##### TEXTO DE LEITURA #####

B) Da matrícula da sociedade a que se alude em A) consta conforme segue:
«(…)
Objecto: Comércio por grosso e a retalho de máquinas, ferramentas, equipamentos e outros, compra e venda de máquinas e dos seus componentes em estado de uso.
(…)
GERÊNCIA:
Nome: S…
NIF/NIPC: 2…
Cargo: Gerente
(…)» - conforme documento a folhas 167 e 168 do processo físico, cujo teor se dá, aqui, por integralmente reproduzido;
C) Em 27.11.2012 foi realizada, no âmbito do processo n.º 4200201101019481 a que se alude em A), a penhora do seguinte bem:
«uma máquina ordideira completa mas totalmente desmontada que engloba tambor, ordidor e esquinadeiro com 800 posições, marca GAGLIARDI, em razoável estado de conservação, a que se atribui o valor de €15.000,00 (quinze mil Euros), sendo este o total dos bens penhorados;--------------------------------------------------------------------------------------------
(…)» - conforme documento a folhas 108 do processo físico, cujo teor se dá, aqui, por integralmente reproduzido;
D) Em 27.11.2012 foi realizada, no âmbito do processo n.º 4200201201005472 a que se alude em A), a penhora do seguinte bem:
«uma máquina ordideira completa mas totalmente desmontada que engloba tambor, ordidor e esquinadeiro com 800 posições, marca RECOBE, modelo US800, nº fabrico 1009, nº série 03, do ano de 2000, em razoável estado de conservação, a que se atribui o valor de €50.000,00 (cinquenta mil Euros), sendo este o total dos bens penhorados;-------------------------------------------------------------------------------------------------------------------------------
(…)» - conforme documento a folhas 109 do processo físico, cujo teor se dá, aqui, por integralmente reproduzido;
E) Dos “autos” das penhoras a que se alude em C) e D) consta conforme segue:
«(…)

#####

ENUNCIADO 1. De acordo com o texto de leitura, que valor foi atribuído à máquina ordideira da marca RECOBE penhorada em 27.11.2012?
As entradas não guardam relação alguma com o texto de leitura.

##### DADOS APRESENTADOS #####

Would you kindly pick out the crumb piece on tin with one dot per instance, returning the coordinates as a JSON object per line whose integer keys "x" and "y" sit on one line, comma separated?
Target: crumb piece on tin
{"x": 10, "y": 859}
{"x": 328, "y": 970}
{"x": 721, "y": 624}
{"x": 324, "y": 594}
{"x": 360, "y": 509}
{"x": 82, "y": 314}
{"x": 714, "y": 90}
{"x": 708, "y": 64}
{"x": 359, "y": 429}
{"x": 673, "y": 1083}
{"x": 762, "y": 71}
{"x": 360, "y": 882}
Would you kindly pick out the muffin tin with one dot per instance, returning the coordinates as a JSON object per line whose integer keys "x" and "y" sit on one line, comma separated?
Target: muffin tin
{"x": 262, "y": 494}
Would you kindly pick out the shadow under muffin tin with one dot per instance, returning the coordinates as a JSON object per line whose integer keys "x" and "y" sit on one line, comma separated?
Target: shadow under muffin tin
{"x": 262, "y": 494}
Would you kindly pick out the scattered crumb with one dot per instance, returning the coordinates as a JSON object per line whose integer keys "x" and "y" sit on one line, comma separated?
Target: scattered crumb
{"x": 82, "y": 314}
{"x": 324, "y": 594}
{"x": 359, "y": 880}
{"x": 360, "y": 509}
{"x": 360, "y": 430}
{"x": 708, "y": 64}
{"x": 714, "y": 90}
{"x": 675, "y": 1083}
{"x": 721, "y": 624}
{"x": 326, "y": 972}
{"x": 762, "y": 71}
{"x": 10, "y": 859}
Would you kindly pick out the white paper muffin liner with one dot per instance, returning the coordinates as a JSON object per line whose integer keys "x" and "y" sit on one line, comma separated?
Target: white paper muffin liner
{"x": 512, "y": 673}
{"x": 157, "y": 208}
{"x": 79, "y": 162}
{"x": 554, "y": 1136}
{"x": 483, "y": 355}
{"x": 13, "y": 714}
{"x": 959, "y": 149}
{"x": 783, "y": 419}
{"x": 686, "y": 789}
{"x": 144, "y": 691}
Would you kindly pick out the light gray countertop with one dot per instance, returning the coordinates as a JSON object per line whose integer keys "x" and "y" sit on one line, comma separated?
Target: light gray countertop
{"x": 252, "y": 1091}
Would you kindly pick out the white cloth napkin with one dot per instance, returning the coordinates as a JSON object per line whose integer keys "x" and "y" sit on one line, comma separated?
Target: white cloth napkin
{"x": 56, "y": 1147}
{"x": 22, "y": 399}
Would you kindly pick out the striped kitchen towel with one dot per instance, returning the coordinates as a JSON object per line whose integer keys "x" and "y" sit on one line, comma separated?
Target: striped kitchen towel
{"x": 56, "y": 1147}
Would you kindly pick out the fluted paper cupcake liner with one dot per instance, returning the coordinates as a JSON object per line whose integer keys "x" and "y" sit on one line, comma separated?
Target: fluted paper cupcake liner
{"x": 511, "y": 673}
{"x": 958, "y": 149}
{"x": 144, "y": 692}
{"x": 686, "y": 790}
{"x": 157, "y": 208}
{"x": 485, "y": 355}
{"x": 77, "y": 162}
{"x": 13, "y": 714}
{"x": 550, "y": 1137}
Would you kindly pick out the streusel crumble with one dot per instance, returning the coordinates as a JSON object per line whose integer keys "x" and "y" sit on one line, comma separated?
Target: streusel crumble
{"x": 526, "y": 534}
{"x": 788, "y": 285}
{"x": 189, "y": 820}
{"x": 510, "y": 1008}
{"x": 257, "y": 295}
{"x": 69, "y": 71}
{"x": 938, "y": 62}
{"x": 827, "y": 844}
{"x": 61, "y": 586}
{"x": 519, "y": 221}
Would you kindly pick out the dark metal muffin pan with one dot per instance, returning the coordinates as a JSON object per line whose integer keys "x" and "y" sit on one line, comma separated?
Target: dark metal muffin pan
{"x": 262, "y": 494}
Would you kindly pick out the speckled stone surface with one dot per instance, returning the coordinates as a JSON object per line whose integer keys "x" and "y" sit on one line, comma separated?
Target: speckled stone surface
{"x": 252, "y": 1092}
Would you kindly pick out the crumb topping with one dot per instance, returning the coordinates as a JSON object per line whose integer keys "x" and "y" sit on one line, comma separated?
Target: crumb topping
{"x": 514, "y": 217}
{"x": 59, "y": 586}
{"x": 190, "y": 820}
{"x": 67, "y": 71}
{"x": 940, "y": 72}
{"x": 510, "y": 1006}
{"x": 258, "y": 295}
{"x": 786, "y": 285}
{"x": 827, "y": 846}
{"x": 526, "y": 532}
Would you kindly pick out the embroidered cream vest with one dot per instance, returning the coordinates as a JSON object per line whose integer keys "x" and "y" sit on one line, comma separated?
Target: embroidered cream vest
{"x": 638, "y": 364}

#####

ENUNCIADO 2. Indique quantas linhas das entradas contêm a palavra "white", diferenciando maiúsculas de minúsculas. Responda apenas com o número.

RESPOSTA COMPLETA 1. Foi-lhe atribuído o valor de €50.000,00 (cinquenta mil Euros).

RESPOSTA COMPLETA 2. 4